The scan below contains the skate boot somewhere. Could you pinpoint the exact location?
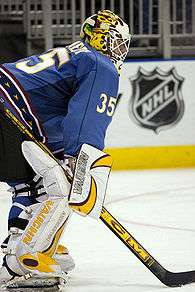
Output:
[0,181,75,287]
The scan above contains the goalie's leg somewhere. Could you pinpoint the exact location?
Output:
[0,176,75,285]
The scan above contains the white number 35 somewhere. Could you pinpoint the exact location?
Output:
[96,93,117,117]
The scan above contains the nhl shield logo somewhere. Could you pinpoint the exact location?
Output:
[130,67,184,133]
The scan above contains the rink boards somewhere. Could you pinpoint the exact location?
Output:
[105,59,195,169]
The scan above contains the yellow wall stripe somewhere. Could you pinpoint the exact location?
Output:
[105,145,195,170]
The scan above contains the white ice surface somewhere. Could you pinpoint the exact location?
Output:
[0,169,195,292]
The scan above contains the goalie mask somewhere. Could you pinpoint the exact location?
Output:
[80,10,131,70]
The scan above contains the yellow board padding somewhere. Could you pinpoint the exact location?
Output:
[105,145,195,170]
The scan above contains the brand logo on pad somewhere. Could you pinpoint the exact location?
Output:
[130,67,184,133]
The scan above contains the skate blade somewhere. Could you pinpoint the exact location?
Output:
[6,277,65,292]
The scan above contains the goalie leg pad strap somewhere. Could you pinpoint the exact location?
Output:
[69,144,112,219]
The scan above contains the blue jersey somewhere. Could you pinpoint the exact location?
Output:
[4,42,119,156]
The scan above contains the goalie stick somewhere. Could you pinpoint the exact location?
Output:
[0,97,195,287]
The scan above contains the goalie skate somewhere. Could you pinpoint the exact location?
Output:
[2,274,67,292]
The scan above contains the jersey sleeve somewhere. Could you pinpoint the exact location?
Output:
[62,52,119,156]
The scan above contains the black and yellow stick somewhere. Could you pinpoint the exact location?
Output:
[0,102,195,287]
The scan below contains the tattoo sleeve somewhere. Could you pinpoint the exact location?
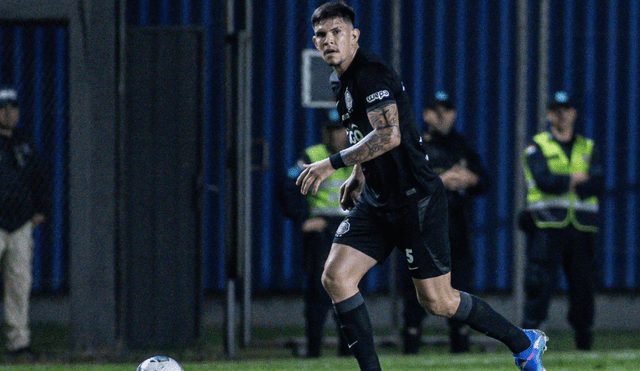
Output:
[340,103,401,166]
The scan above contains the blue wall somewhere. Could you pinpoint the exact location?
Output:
[0,0,640,292]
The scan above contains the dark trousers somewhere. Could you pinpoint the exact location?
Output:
[400,211,473,354]
[303,218,349,357]
[523,226,597,349]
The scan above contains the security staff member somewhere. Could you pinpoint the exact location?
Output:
[0,87,51,359]
[281,110,353,358]
[524,91,604,350]
[403,91,487,354]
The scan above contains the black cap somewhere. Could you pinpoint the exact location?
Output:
[547,90,575,111]
[0,87,18,107]
[427,91,455,109]
[324,109,343,128]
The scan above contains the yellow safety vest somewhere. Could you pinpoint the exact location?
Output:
[524,132,598,232]
[305,144,353,216]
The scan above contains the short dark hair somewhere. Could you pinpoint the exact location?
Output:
[311,1,356,27]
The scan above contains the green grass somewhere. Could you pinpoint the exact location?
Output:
[1,350,640,371]
[0,324,640,371]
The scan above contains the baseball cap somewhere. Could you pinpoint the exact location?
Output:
[0,88,18,107]
[547,90,575,110]
[427,90,455,109]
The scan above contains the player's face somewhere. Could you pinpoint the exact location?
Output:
[313,17,360,74]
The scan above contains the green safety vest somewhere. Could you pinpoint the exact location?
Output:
[304,144,353,216]
[524,132,598,232]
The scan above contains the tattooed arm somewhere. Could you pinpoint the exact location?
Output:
[296,103,401,196]
[340,103,401,166]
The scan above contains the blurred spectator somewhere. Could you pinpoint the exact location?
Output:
[280,110,353,358]
[523,91,604,350]
[0,88,51,355]
[402,91,487,354]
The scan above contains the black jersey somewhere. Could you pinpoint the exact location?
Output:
[331,49,440,209]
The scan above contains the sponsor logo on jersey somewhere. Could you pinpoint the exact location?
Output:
[367,90,389,103]
[344,88,353,112]
[525,144,536,156]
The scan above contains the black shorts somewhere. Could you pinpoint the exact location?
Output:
[333,186,451,279]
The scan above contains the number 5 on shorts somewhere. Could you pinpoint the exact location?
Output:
[404,249,413,264]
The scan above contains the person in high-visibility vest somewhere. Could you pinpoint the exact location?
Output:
[281,110,353,358]
[523,91,604,350]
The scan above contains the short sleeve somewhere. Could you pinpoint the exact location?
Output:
[359,65,396,112]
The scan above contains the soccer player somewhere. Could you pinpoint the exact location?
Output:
[296,1,547,371]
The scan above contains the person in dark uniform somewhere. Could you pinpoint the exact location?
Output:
[523,91,604,350]
[296,2,547,371]
[403,91,487,354]
[280,110,352,358]
[0,87,51,359]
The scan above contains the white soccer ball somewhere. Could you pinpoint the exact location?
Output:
[136,356,184,371]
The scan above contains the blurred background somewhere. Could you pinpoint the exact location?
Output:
[0,0,640,360]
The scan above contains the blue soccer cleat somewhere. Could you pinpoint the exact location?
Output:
[513,330,549,371]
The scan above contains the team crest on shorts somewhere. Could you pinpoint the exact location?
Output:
[336,219,351,237]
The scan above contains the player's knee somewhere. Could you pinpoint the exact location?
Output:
[418,297,458,318]
[320,270,341,293]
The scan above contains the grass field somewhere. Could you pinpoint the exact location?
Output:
[0,325,640,371]
[0,350,640,371]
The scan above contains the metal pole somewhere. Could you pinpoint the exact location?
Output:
[538,0,550,131]
[389,0,402,342]
[238,0,253,347]
[224,0,238,358]
[513,0,529,323]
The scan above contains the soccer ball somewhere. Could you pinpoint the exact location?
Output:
[136,356,184,371]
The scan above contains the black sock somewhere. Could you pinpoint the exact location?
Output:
[333,292,382,371]
[452,291,531,353]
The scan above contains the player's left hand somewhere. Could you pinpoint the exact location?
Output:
[296,158,336,195]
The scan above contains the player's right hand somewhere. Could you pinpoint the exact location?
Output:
[340,174,363,210]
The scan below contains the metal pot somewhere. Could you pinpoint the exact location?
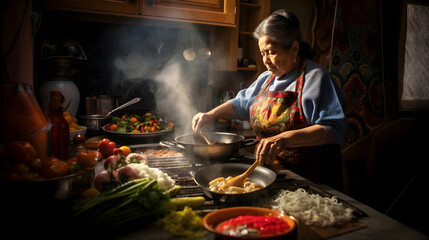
┄┄┄┄┄┄
■ What you have to do ■
Collect each line in the records above that contains the word "shorts".

■ Expected output ■
The scan above contains the black shorts somewhere. Could you pinpoint the exact location?
The scan above contains the number 5 on shorts somewhere. Could you pinpoint the exact location?
The scan above contains the team crest on shorts somewhere. Could you pinpoint the exact location?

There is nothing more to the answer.